▶ _What to produce_
From the entries that follow, reproduce exactly and only the lines from the line with "Game engine object recognition — detect spray" to the line with "Game engine object recognition — detect person in", endpoints included.

▶ _Extracted material_
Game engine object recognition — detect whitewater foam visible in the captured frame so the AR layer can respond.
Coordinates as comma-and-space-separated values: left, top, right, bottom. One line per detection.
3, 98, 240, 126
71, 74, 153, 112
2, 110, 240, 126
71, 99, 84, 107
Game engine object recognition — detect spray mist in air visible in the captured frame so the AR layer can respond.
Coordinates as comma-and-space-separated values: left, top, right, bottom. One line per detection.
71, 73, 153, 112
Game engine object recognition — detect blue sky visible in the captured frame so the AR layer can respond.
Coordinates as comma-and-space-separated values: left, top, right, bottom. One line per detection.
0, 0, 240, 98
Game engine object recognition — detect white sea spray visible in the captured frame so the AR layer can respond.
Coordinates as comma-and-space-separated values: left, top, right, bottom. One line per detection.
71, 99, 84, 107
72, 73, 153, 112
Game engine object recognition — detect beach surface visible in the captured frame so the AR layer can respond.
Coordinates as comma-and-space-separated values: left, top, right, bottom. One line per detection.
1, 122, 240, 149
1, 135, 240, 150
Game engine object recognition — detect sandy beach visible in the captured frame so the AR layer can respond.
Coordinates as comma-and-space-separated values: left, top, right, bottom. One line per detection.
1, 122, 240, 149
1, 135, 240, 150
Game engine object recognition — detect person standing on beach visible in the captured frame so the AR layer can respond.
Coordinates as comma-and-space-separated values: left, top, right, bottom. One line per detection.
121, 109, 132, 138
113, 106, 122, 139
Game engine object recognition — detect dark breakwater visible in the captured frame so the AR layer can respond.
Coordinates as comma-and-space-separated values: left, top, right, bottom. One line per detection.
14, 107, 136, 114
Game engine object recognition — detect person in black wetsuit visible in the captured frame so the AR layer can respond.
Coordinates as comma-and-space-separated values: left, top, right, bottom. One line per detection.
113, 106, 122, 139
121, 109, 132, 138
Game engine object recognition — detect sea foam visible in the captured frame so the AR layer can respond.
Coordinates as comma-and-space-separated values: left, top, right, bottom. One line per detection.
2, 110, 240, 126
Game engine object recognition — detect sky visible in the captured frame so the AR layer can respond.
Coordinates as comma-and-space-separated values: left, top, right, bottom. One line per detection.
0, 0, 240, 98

▶ _Answer to the problem_
Game engine object recognition — detect spray mist in air visible in the captured frame so the AR layer can respond.
Coordinates as comma-and-space-separated values: left, top, right, bottom. One line per detection.
71, 73, 153, 112
Game engine object recognition — detect blue sky visible in the captured frame so the AR layer can respond.
Coordinates as comma-and-space-separated values: left, top, right, bottom. One line per detection.
0, 0, 240, 98
Game engine object recognition — detect white sea spray visible in the captured frame so the AR layer can respond.
Coordinates as comma-and-space-separated values: left, top, right, bottom. One line per detection.
71, 99, 84, 107
72, 73, 153, 112
Game engine object recognition — detect beach surface visible in the captured frame so the AR layer can respond.
Coordinates as comma-and-space-separated values: left, top, right, bottom. One line per detection.
1, 122, 240, 149
1, 135, 240, 150
Game engine object recognition — detect sandy beach visible in the captured frame so the AR layer can respond.
Coordinates as comma-and-space-separated values: left, top, right, bottom. One line per detection.
1, 122, 240, 149
1, 135, 240, 150
Game engine object recognition — detect person standing on beach visible in the captured frame so the AR layer can respond.
Coordinates as comma-and-space-separated values: left, top, right, bottom. One line per detection.
121, 109, 132, 138
113, 106, 122, 139
Game engine object recognition — detect dark breakwater visible in the captured frame so the AR layer can respond.
Coordinates as comma-and-space-separated values: left, top, right, bottom. One line per detection.
14, 107, 136, 114
Game engine object recognition — detect person in black wetsuit visible in the captured frame so the AR layer can respond.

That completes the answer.